Passage:
════

For this blog post, I have a bit of a story to write before I get to the actual recipe part. You see, today’s recipe came to me in a rather special way. Let me tell you what happened (you may want to get some tea, this might become a lengthy post).
Last january, my husband started to become very secretive. He’d taken a notepad and at the bottom had written “KEEP OFF!”. I’d never see him write in it, but everytime I saw the pad, it would have the message at the top. He also started spending rather a lot of time working with his laptop, heaving sighs and giving the screen some looks of disgust. When I asked him what was going on, he just mumbled something unintelligible and would continue his working and sighing. Every time I tried to take a peek, he would tell me to get to the other side of the table or the other side of the room, so I had no idea what he was working on.

════

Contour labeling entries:
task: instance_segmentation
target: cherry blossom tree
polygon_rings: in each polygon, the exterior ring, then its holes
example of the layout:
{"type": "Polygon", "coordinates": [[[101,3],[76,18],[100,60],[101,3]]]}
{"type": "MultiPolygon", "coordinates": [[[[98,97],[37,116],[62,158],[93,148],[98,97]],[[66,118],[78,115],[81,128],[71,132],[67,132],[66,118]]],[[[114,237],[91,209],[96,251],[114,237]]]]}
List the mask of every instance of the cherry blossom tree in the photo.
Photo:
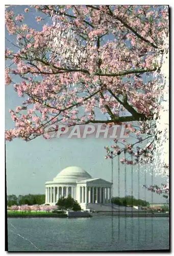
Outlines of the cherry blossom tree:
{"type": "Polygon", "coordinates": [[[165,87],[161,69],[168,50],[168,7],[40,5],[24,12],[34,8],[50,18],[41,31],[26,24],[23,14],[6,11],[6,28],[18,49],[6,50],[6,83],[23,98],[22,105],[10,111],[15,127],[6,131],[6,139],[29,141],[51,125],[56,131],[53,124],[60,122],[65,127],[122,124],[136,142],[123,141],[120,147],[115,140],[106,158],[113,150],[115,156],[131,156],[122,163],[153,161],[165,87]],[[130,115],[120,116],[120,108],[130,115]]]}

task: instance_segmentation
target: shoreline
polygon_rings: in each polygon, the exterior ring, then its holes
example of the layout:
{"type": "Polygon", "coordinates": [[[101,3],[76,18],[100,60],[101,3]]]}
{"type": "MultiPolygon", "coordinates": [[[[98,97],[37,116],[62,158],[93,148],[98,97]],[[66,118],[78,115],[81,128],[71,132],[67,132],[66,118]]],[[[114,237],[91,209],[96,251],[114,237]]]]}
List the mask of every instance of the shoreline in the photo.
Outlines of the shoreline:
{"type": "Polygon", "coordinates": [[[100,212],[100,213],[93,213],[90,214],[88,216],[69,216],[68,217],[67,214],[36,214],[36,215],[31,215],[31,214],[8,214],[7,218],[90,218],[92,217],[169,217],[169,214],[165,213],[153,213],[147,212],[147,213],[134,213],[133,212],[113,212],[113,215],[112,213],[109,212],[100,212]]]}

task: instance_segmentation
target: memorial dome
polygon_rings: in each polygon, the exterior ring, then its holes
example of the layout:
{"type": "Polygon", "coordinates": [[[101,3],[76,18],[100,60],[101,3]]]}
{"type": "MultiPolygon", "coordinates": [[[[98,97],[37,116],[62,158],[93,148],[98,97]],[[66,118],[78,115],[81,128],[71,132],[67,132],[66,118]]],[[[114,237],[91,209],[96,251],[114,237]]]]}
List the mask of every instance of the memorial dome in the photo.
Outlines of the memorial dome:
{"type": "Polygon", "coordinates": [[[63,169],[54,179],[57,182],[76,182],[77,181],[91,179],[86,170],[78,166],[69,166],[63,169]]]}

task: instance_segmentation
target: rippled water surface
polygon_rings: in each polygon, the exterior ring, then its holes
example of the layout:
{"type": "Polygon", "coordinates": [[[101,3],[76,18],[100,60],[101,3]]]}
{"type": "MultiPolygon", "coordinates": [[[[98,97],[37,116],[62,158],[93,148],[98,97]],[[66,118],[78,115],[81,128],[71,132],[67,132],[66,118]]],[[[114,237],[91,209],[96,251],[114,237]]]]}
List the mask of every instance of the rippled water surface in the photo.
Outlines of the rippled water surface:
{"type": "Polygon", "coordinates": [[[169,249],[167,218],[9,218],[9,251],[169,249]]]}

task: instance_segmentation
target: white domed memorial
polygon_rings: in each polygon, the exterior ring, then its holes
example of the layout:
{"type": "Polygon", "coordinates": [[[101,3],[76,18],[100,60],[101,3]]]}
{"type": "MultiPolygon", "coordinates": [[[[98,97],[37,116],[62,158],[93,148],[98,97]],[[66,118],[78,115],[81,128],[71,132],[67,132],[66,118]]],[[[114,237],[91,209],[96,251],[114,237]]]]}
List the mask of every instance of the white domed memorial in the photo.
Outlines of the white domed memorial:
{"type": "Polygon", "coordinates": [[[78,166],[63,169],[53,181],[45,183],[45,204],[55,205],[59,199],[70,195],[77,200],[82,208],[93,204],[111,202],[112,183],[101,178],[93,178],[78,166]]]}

════

Directives:
• a. Repeat the blog post word for word, beginning at the words "Last january, my" and stopping after "was working on.".
• b. Please report every line of the listing that contains the string "shoreline".

Solutions in order:
• a.
Last january, my husband started to become very secretive. He’d taken a notepad and at the bottom had written “KEEP OFF!”. I’d never see him write in it, but everytime I saw the pad, it would have the message at the top. He also started spending rather a lot of time working with his laptop, heaving sighs and giving the screen some looks of disgust. When I asked him what was going on, he just mumbled something unintelligible and would continue his working and sighing. Every time I tried to take a peek, he would tell me to get to the other side of the table or the other side of the room, so I had no idea what he was working on.

• b.
target: shoreline
List the mask of every instance of the shoreline in the photo.
Outlines of the shoreline:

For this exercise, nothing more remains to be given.